▶ Exercise requirements: Exactly as written and without the pictures, output the entries below.

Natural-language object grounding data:
..........

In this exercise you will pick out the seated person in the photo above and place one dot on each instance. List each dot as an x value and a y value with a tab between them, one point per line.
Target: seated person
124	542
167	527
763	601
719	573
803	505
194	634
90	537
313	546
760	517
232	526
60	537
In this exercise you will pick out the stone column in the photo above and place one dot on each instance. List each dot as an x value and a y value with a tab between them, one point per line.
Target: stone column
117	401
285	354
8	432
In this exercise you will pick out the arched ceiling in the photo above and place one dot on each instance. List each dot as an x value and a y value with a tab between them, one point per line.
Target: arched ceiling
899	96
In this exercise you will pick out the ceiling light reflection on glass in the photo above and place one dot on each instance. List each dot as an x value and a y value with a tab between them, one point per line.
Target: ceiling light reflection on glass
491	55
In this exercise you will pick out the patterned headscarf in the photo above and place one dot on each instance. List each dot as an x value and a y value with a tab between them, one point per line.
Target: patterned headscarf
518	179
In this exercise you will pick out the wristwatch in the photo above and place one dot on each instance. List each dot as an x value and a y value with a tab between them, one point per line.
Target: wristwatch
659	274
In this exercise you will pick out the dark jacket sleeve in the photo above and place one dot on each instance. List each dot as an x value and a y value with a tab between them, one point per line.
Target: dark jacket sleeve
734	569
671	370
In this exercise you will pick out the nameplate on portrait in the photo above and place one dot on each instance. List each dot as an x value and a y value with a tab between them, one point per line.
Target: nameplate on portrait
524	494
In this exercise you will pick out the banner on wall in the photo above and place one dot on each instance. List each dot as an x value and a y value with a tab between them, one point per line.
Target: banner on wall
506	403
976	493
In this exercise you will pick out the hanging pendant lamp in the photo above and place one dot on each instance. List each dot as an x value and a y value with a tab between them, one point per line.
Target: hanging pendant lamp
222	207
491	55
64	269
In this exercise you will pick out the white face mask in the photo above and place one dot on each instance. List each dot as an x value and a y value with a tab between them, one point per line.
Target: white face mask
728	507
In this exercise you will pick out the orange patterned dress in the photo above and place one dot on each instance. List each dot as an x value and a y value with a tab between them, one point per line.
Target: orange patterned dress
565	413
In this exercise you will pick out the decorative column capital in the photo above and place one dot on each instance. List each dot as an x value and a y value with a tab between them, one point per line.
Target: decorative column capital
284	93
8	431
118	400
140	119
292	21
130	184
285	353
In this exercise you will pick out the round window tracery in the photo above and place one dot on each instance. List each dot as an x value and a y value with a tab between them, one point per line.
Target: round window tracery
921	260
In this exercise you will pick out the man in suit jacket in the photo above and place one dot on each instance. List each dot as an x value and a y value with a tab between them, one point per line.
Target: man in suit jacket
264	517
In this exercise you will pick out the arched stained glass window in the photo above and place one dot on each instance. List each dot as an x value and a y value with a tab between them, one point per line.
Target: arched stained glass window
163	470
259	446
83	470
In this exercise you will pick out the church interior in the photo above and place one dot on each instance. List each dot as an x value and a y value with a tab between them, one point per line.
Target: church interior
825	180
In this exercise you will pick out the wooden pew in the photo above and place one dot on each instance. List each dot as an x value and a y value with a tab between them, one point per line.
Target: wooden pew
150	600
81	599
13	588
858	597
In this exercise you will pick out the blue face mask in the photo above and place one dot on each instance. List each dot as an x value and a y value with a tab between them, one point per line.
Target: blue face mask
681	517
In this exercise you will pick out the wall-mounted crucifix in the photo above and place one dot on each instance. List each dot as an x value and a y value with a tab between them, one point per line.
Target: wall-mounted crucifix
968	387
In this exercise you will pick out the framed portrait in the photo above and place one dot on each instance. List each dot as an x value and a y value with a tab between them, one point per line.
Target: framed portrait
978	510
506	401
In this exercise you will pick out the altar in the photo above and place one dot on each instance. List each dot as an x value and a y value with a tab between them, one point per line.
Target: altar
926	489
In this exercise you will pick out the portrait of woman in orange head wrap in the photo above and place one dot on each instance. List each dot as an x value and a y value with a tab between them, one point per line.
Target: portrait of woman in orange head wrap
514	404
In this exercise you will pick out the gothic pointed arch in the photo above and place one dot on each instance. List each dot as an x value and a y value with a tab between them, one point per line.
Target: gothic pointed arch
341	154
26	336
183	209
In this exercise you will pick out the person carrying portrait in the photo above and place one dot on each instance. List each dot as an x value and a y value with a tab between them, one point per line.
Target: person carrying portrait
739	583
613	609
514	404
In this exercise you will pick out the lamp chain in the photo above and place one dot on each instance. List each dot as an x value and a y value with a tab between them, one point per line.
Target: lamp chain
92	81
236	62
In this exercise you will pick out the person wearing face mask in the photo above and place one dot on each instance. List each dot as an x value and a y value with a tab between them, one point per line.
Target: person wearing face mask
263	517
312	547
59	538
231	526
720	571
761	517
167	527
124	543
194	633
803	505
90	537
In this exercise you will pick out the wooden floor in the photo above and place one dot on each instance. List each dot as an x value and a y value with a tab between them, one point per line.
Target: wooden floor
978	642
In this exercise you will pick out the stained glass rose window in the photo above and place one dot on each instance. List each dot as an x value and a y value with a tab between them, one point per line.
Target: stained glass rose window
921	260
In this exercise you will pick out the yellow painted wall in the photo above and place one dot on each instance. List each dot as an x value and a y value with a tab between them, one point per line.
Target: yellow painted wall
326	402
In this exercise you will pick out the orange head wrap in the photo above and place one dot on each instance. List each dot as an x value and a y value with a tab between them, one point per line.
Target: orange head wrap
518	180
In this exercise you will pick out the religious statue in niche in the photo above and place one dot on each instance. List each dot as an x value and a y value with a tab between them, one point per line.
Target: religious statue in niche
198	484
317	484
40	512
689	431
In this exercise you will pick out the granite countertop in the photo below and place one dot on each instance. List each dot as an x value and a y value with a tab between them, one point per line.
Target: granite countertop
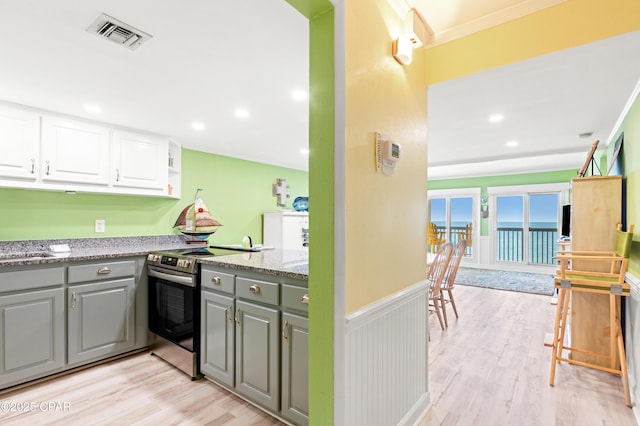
287	263
278	262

..........

▶ Solution for this problem:
In this exercise you will pick out the seated person in the photo above and place one dot on each instance. List each dot as an x value and a y value with a tab between them, one point per line.
Target: seated person
124	542
167	527
763	601
719	573
803	505
194	634
90	537
313	546
760	517
232	526
60	537
In this exercise you will pick out the stone column in the photo above and place one dot on each instance. List each dot as an x value and a y value with a tab between them, one point per line.
Target: stone column
117	401
285	354
8	432
In this exercise you will pick out the arched ceiling in the photo above and place one dot on each instance. List each dot as an x value and a y value with a tab between them, one point per line.
Target: arched ceiling
899	96
In this exercise you will pick out the ceiling light reflection on glass in the photo above and place one dot on each instance. List each dot as an x value and a y value with a tab between them, one point per line.
Target: ceiling light reflection on glass
491	55
In this exercise you will pick out the patterned headscarf in the photo above and place one dot on each instance. List each dot as an x value and a y value with a tab between them, one point per line.
Target: patterned headscarf
518	179
In this exercise you will pick out the wristwatch in the photo above and place one dot on each instance. List each dot as an x value and a y value with a tab between them, one point per line.
Target: wristwatch
659	274
In this exercise you will pick out the dark jacket sleeve in the photo above and place one dot on each instance. List each dot as an x value and a y value with a tab between them, one point per line.
Target: dark jacket sleeve
734	569
671	370
In this exercise you will pick out the nameplate on portrait in the photo above and place one dot on each instance. List each dot as an x value and a y value with a tab between them, one point per line.
Target: nameplate on portrait
524	494
In this exercise you will pick out the banner on wall in the photo above and place one dot on each instance. List each dot as an x value and a y value with a tab between them, one point per line.
Target: banner on wall
506	403
976	493
In this exercise you will pick out the hanging pendant lamp in the photo above and place one dot on each instance. List each dot as an x value and a y value with a tab between them, one point per line.
Target: hanging pendant lamp
222	207
491	55
64	269
In this exercise you will pick out the white face mask in the photo above and place one dot on each instance. List each dot as an x value and a y value with a tab between them, one point per line.
Target: white face mask
728	507
In this exercise you will pick out the orange patterned dress in the photo above and place one dot on each instance. List each dot as an x value and a y value with a tab between them, one point per line.
Target: orange patterned dress
565	413
In this exercise you will pick out the decorative column capital in the photo above and place one dot on each instance. List each dot as an x value and a y value with a tab between them, one point per line.
Target: decorative column capital
284	93
8	431
118	400
140	119
292	21
130	184
285	353
In this exercise you will pick out the round window tracery in the photo above and place one dot on each instance. List each dot as an x value and a y value with a tab between them, one point per line.
Target: round window tracery
921	260
In this exercise you will pick out the man in suit jacket in the photo above and place one dot on each instance. List each dot as an x value and a y value with a tab between them, one point per line.
Target: man in suit jacket
264	517
In this exercise you will pick out the arched stained glass window in the photo above and place one dot on each instance. List each dot as an x value and a y value with a tab between them, one point per line.
Target: arched stained glass window
163	470
259	446
83	470
In this exercise you will pick out the church interior in the photo above and place one dot on each instance. List each dot as an x value and a y value with a tab between them, one point per line.
Target: church interior
825	180
In this exercise you will pick out the wooden pew in the photo above and place one dot on each instance. List each dot as an x value and a y value with a tab between them, one point per line.
Target: wooden pew
150	600
81	599
13	588
858	597
In this exercise you will pick out the blue face mask in the photo above and place one dot on each instance. List each dot as an x value and a y value with a tab between them, one point per line.
Target: blue face mask
681	517
In this exercise you will pick out the wall-mounted crucifix in the photo above and place one dot on each instance. List each dot as an x value and a y value with a tab between them, one point per line.
Target: wall-mounted crucifix
968	387
In this exercise you will pick out the framed portrait in the photo above and place one dot on each instance. List each dot as an x value and a y value with a tab between them, one point per line.
Target: framed portrait
978	510
506	401
In this exercise you will pick out the altar in the photo above and place one dot on each instance. List each dot as an x value and a y value with a tab between them, one point per line.
Target: altar
926	489
In this exercise you will pick out the portrait of woman in orange head wrap in the photo above and place one dot on each instance. List each dot as an x value and a y value with a tab between them, one point per line.
Target: portrait of woman in orange head wrap
514	404
In this exercise you will pick out the gothic pointed arch in the photo above and place one dot on each instance. List each dot as an x value and a y value with a tab between them, one point per line.
Target: gothic pointed arch
341	154
26	336
183	209
In this exercise you will pick out the person carrying portrait in the photo above and place one dot on each instance. List each dot as an x value and a y value with a tab between them, one point per line.
Target: person carrying portrait
739	583
613	609
514	404
In this exercise you will pick out the lamp chain in the photo above and place one dot on each instance. List each dot as an x value and a y value with a tab between them, one point per line.
Target: lamp chain
92	81
236	62
In this exercise you will pick out the person wearing face mask in the photo above and place one dot on each instance. List each dot as an x value and a y value with a tab between them, one point per line.
Target: person wearing face mask
263	517
312	547
59	538
231	526
720	571
761	517
167	527
124	543
194	633
803	505
90	537
In this exercise you will pick out the wooden floor in the photo above and place one dot on each instance. List each dot as an x value and a y value with a tab between them, one point per line.
Target: wooden floor
978	642
In this exercise you will pick out the stained glass rose window in the photo above and place one dot on each instance. List each dot as an x value and a y value with a tab between them, one point per line.
Target: stained glass rose window
921	260
In this exercise you will pick out the yellow painted wall in the photo above and place one dot on each instance. List each dot as an x value and a y value with a tab between them, one point per line.
Target: yellow painted wall
326	402
In this exercise you will pick out the orange head wrap in the photo above and place one dot on each instance. List each dot as an x value and a y value with a tab between them, one point per line.
Target: orange head wrap
518	180
In this exercise you will pick out the religious statue in niche in the photo above and place one dot on each instance. List each dot as an x value and a y value with a tab between them, one point per line.
Target: religious statue in niche
198	484
317	484
40	512
689	431
In this exercise you will pick out the granite countertop in the photo below and place one dot on each instance. List each dot as an x value and a y value with a tab between them, one point per line.
Target: granite countertop
287	263
278	262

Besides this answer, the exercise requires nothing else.